Passage shown:
+++++
Because Ohno’s PR.C sequence doesn’t cover the entire sequence published by Okada in Okada’s 1983 paper, this supplement provides information relating Ohno’s PR.C sequence with Okada’s RS-IIA sequence.

Okada’s sequence is also recorded in gen bank under accession number X00046.1.

Provided below is the section from Okada’s paper that Ohno used to create the start of his PR.C sequence. The red marking and text were added for clarity to suggest how to take the sequence from X00046.1 and modify it to the PR.C sequence. Constructing PR.C in this manner ensures accuracy of creating Ohno’s PR.C sequence rather than manually retyping Ohno’s PR.C sequence from Ohno’s 1984 paper.

CLICK FOR ENLARGED IMAGE

There is one problem, however. Ohno reported the actual end of his sequence as “GCGGCTGA” without explaining why it deviates from the sequence reported by Okada (and thus genbank). According to genbank, the end sequence of PR.C should be “GCGGCGTGA” not “GCGGCTGA”, where the red  letter “G” indicates the guanine base Ohno omitted without any explanation.

To illustrate the problem, here is the end sequence in Okada’s 1983 paper with the end sequence circled in green.

CLICK FOR ENLARGED IMAGE

See how this contrasts with the end sequence in Ohno’s paper, with the mistake circled in red.

CLICK FOR ENLARGED IMAGE

Because there are the R-IIA (of nylB) and R-IIB (of nylB’) sequences, Ohno’s typo is also an implicit mistake on the supposed corresponding frame shift mutation that must take place in R-IIB. Ohno made a correspondence between PR.C and nylB but there should be some sort of PR.C’ that corresponds to nylB’ as well, so his typo effectively creates two problems, not just one.

Below is Ohno’s PR.C sequence. As mentioned, the sequence can be somewhat reconstructed by taking the Genbank sequence (with the acession number X00046.1) and editing it to match Ohno’s sequence. That was the technique used to reproduce Ohno’s PR.C sequence since it was deemed to be more accurate than retyping the sequence from Ohno’s paper. The position of the yet-to-be thymine is marked in red. The lower case letters indicate the location of actual nylB gene locus. Spacing was added for clairity.
+++++
[Point localization data]
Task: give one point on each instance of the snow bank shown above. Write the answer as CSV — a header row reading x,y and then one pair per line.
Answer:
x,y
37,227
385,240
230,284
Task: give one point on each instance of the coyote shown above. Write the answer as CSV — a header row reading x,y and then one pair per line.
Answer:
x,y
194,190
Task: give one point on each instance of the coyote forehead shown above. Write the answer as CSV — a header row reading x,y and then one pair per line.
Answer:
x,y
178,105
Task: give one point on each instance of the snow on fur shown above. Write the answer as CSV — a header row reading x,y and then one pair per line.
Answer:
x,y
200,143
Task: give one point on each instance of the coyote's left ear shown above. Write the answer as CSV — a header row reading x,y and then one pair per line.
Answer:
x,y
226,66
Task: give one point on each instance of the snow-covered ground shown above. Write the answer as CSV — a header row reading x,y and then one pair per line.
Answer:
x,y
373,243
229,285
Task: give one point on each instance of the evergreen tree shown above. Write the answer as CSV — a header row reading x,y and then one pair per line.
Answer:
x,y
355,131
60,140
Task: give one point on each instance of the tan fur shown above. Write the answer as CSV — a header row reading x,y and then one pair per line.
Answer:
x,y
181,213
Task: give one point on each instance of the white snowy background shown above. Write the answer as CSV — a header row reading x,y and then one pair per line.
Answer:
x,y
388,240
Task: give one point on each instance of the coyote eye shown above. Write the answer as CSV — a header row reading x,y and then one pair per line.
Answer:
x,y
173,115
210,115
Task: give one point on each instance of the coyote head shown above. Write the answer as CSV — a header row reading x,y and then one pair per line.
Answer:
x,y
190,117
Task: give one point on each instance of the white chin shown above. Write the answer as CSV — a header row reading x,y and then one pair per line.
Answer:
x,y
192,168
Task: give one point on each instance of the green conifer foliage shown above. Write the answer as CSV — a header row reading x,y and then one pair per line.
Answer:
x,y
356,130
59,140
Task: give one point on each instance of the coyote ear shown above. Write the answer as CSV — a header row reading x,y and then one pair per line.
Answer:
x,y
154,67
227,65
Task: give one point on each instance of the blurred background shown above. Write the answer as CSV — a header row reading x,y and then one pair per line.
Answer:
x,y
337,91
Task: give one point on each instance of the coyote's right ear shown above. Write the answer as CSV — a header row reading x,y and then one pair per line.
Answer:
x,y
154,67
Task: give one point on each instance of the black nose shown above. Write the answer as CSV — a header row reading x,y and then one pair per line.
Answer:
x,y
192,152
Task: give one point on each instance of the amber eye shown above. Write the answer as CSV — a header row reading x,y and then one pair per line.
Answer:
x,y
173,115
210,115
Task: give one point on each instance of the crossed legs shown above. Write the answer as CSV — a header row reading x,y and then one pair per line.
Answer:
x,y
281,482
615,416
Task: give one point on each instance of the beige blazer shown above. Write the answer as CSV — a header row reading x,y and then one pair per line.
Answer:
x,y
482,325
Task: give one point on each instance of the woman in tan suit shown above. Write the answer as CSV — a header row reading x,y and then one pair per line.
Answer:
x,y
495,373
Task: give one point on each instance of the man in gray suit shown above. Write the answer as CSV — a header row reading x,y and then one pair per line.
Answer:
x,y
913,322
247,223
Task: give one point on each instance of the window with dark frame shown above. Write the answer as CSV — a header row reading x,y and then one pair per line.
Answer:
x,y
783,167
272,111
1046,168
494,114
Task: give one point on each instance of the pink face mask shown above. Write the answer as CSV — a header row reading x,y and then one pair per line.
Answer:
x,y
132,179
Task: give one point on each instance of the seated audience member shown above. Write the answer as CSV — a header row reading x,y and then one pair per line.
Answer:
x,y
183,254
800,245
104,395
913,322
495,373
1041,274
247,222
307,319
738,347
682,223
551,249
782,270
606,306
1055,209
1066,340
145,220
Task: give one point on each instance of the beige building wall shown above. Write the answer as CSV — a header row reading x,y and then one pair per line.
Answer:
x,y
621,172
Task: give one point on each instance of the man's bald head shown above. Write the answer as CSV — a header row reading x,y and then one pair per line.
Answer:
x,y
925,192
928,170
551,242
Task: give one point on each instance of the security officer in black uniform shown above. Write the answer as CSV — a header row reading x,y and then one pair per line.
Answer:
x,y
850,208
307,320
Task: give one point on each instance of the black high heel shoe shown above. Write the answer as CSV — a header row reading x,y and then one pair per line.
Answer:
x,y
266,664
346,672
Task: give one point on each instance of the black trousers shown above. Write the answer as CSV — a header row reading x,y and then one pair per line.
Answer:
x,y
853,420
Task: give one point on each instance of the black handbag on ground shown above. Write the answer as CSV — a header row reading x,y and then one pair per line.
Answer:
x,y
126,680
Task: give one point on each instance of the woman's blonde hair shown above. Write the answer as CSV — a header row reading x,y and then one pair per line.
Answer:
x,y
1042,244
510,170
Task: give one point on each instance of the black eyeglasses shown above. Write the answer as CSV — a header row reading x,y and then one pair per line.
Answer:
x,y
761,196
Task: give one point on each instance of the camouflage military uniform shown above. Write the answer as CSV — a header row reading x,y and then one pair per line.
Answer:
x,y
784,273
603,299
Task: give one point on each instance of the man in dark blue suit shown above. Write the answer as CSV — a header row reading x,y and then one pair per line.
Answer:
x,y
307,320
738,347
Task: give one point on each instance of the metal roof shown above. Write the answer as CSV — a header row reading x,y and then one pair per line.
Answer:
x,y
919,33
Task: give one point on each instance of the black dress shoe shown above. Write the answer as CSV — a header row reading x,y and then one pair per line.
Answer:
+++++
Work to complete:
1. Translate this sentence from the passage on Ohno's PR.C sequence into Spanish: "Okada’s sequence is also recorded in gen bank under accession number X00046.1."
2. According to the passage on Ohno's PR.C sequence, what should the end sequence of PR.C be according to genbank?

Answer list:
1. La secuencia de Okada también está registrada en gen bank con el número de acceso X00046.1.

2. "GCGGCGTGA"